- GIVEN INFORMATION -
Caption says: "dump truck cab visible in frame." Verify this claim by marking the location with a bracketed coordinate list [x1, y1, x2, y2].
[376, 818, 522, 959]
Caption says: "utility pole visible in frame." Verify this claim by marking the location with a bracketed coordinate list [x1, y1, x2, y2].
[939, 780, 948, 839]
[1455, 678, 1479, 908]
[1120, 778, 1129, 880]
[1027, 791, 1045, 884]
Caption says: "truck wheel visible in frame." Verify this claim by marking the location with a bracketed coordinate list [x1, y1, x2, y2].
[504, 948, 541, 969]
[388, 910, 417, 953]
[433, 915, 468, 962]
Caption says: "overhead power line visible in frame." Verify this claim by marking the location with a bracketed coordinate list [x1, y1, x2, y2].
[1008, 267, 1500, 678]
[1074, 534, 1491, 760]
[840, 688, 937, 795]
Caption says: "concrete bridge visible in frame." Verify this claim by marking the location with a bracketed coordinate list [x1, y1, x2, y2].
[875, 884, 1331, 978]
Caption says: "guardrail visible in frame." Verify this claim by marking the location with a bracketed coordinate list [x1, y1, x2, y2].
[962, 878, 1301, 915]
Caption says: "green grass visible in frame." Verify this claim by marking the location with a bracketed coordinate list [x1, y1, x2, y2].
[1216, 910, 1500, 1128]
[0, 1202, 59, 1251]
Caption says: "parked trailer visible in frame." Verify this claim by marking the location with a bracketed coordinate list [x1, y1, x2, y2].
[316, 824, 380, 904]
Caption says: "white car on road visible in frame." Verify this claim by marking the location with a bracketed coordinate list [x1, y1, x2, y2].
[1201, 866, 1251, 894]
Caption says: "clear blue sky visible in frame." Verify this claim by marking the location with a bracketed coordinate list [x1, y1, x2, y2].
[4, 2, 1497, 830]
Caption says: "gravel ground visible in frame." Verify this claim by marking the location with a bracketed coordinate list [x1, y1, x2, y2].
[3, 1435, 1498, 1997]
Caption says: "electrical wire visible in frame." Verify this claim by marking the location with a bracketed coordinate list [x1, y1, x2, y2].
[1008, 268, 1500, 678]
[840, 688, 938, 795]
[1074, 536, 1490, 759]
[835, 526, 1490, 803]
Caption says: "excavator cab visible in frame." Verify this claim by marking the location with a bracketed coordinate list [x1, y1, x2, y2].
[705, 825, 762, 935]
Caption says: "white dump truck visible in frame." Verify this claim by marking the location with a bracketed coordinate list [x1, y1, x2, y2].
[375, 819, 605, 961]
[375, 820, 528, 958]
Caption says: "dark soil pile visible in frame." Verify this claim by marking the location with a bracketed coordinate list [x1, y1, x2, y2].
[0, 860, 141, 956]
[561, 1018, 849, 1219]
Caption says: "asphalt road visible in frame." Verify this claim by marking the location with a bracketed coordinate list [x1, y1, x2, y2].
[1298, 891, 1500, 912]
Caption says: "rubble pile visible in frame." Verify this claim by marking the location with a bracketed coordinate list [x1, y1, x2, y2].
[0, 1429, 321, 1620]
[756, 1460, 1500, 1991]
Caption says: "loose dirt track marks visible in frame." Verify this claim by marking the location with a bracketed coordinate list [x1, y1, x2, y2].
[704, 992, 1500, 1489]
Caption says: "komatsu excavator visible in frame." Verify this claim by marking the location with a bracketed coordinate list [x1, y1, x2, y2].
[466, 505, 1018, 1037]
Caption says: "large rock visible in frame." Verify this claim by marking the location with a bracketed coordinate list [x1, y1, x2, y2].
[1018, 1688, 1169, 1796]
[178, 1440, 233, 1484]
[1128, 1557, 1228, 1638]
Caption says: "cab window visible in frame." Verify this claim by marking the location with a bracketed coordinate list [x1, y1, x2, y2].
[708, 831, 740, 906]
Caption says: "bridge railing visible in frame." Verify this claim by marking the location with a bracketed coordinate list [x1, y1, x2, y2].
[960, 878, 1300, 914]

- REQUIRED WORK -
An exact copy of the entire material is required.

- TASK ANSWER -
Caption says: "dump truck cab visible in frame." Verify this claim by marking the location with a bracketed coordinate list [x1, y1, x2, y2].
[376, 818, 522, 959]
Caption says: "utility pole visible in frame." Verify this claim by marking the location with a bracketed coordinate list [x1, y1, x2, y2].
[939, 780, 948, 839]
[1455, 678, 1479, 908]
[1120, 778, 1129, 880]
[1027, 791, 1045, 884]
Caption says: "truck wheel visible in frame." Verify this claim by marking the location with a bracketed coordinate list [x1, y1, x2, y2].
[504, 948, 541, 969]
[388, 910, 417, 953]
[433, 915, 468, 962]
Caption says: "overhead power line visible in frame." Verify this claim by marking the location with a bracketed coordinate list [x1, y1, x2, y2].
[1008, 267, 1500, 678]
[1074, 534, 1491, 760]
[840, 688, 937, 795]
Caption says: "concrete bridge visible in frame." Verify this claim by marking the location with a bracketed coordinate list [x1, y1, x2, y2].
[875, 884, 1331, 978]
Caption says: "guardrail visible in frame." Verify this claim by marking the location with a bracketed coordinate list [x1, y1, x2, y2].
[962, 878, 1301, 915]
Caption says: "green grass visible in frame." Verify this claim by marking the location with a bracketed coordinate list [x1, y1, x2, y2].
[1216, 910, 1500, 1128]
[0, 1202, 59, 1251]
Caption says: "parked trailer visible in frame." Verify this claim by marking the location with a bracketed coordinate list [x1, y1, x2, y2].
[316, 824, 380, 904]
Caption says: "white car on road visible in frame." Verify this claim by marking the location with a bracketed coordinate list [x1, y1, x2, y2].
[1201, 866, 1251, 894]
Caption says: "clear blue sky visible in frame." Verify this claim by marking the location with a bracketed coordinate list [x1, y1, x2, y2].
[4, 2, 1497, 830]
Caption says: "gravel ground visible in frame." Verify this claim by marking the location with a bracketed coordinate list [x1, y1, x2, y2].
[3, 1435, 1498, 1997]
Caption says: "electrical wire visible in frame." Verify this claim by marking the location with a bracketed coordinate list [x1, y1, x2, y2].
[1008, 268, 1500, 678]
[840, 688, 938, 795]
[1074, 536, 1490, 759]
[835, 526, 1490, 803]
Caption says: "excavator cab visible in frame." Verify this claim by marking the location with a bracketed coordinate list [x1, y1, x2, y2].
[705, 825, 762, 935]
Caption says: "white dump truck visible in frame." Verify this claim by marking the location with a bracketed coordinate list [x1, y1, x2, y2].
[375, 819, 605, 961]
[375, 820, 528, 958]
Caption says: "dark soil pile visible in frame." Verify this claim by marking the location with a bracketed coordinate list [x1, y1, x2, y2].
[0, 860, 141, 956]
[561, 1018, 849, 1219]
Caption says: "asphalt road visible in frame." Verify this claim by marking the location with a bracketed coordinate list [x1, y1, x2, y2].
[1298, 891, 1500, 912]
Caption says: "rubble pile visible in frame." Verify this claim by marking the location with a bracketed coordinate list [x1, y1, x2, y2].
[0, 1429, 321, 1620]
[756, 1460, 1500, 1991]
Caption says: "loose dirt track marks visible in frame." Verify this claim by marking the location with a bracketed coordinate list [x1, y1, x2, y2].
[704, 992, 1500, 1489]
Caption says: "komatsu excavator visible in frame." Verify this claim by marking the location with a bracketed coordinate list [x1, y1, x2, y2].
[466, 505, 1018, 1037]
Caption says: "large rock visible in frame." Verify this claim by marking the location with a bracketed coordinate list [x1, y1, x2, y2].
[1018, 1688, 1169, 1796]
[178, 1440, 233, 1484]
[1128, 1557, 1228, 1638]
Caption says: "cab window visible in frame." Verify this claim by marking the location with a bracketed coordinate list [x1, y1, x2, y2].
[708, 831, 740, 906]
Caption says: "bridge railing visible in frame." Verify this claim by marking the location with a bracketed coordinate list [x1, y1, x2, y2].
[960, 878, 1300, 914]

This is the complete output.